▶ _DATA FOR ANALYSIS_

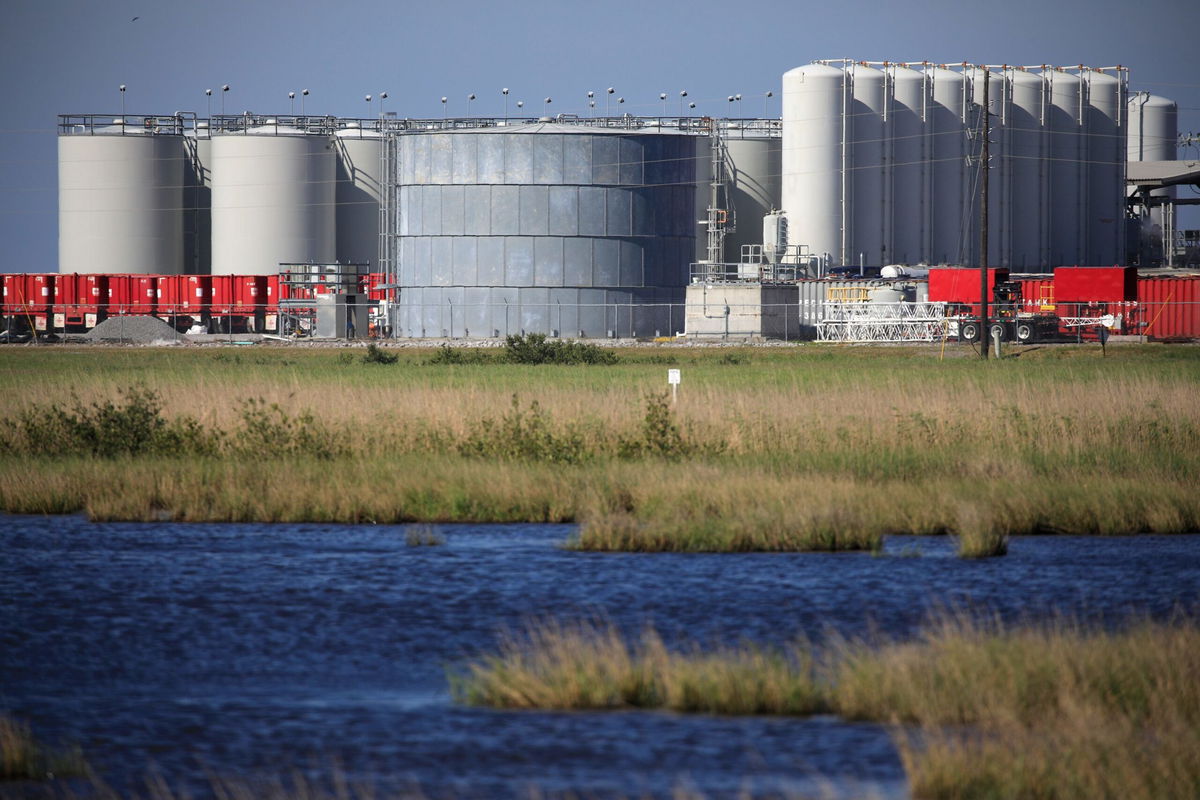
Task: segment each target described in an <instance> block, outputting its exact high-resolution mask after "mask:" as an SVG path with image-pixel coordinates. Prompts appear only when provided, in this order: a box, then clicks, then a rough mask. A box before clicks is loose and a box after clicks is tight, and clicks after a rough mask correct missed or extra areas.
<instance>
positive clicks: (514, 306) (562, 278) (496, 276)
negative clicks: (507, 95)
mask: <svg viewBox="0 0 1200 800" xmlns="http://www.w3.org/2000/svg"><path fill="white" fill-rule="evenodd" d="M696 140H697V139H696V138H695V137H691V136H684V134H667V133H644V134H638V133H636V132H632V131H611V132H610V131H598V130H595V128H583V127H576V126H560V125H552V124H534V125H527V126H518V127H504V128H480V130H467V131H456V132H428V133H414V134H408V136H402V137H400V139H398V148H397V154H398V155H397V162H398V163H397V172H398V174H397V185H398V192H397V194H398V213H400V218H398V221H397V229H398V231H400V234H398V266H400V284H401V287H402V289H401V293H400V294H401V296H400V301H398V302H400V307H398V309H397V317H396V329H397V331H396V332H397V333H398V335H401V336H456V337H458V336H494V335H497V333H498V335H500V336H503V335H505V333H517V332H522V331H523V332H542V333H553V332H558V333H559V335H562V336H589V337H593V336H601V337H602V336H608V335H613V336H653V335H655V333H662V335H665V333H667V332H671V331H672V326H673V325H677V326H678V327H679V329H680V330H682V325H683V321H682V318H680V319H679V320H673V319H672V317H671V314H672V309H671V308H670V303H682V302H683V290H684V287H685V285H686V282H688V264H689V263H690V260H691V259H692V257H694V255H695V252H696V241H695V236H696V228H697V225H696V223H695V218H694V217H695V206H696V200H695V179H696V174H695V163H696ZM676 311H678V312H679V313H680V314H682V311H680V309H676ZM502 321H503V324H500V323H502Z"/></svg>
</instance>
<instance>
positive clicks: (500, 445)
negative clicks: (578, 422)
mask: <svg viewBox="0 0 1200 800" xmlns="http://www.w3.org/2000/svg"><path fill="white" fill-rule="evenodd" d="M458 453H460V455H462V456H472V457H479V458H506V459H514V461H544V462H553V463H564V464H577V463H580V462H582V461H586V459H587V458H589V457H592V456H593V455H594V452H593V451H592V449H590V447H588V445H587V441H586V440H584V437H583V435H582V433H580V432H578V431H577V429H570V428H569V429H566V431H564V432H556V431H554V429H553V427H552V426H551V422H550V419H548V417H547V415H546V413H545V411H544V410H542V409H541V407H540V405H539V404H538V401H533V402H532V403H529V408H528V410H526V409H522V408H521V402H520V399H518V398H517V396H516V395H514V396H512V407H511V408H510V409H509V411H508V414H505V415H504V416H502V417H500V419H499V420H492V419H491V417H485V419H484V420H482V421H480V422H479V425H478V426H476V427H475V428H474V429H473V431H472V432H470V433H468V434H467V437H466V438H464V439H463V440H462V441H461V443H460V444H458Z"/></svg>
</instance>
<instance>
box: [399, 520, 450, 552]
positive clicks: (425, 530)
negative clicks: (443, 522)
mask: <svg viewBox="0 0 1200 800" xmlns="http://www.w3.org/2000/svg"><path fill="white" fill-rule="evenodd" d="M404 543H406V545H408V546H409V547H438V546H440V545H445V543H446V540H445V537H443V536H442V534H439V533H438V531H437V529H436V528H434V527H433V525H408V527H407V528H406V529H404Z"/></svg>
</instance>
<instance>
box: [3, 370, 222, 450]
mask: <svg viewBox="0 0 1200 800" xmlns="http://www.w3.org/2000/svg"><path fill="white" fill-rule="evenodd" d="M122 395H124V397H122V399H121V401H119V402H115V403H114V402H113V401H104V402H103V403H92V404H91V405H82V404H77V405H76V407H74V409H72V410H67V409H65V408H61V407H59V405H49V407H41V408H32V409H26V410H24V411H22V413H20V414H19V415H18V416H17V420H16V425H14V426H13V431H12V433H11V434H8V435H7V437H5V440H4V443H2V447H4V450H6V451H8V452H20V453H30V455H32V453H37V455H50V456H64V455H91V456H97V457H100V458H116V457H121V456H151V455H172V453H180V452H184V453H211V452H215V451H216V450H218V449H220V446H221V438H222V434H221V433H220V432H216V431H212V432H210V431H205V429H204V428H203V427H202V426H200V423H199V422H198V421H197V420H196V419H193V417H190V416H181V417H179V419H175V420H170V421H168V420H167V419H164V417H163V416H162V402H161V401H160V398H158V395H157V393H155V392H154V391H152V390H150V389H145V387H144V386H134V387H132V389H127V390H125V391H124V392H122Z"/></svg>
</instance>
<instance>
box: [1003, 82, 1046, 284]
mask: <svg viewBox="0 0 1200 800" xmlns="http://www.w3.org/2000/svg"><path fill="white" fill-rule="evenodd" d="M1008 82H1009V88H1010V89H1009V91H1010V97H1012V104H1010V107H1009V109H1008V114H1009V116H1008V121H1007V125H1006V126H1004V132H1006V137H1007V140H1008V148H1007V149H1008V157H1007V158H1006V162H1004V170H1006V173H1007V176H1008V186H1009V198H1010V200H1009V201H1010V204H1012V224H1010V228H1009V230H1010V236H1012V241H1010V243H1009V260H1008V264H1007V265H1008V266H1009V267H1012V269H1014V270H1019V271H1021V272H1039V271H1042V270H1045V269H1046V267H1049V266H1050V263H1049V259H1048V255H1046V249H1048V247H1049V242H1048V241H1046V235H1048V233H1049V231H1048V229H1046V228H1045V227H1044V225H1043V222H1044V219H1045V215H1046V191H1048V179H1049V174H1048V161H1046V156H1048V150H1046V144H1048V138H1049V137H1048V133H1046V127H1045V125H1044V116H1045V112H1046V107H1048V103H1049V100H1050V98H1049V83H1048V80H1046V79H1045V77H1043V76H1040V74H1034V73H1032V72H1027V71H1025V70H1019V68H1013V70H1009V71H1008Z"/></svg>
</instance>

▶ _PROBLEM DESCRIPTION_
Write out every line word for word, from the first one up to and including the line containing "negative clicks: (507, 95)". Leave the pictures out of your answer.

▶ _WRITTEN REPLY_
Task: segment each target described in an <instance> block, outputting its exact high-resolution mask after "mask:" as an SVG path with image-pixel coordinates. Prompts appear only when provided, in this order: a box, then clicks, then a rough mask. A box before clicks is loose and a box after clicks is tight, and clicks after a rough mask correct missed or extra areas.
<instance>
positive clicks: (514, 306) (562, 278) (496, 276)
negative clicks: (507, 95)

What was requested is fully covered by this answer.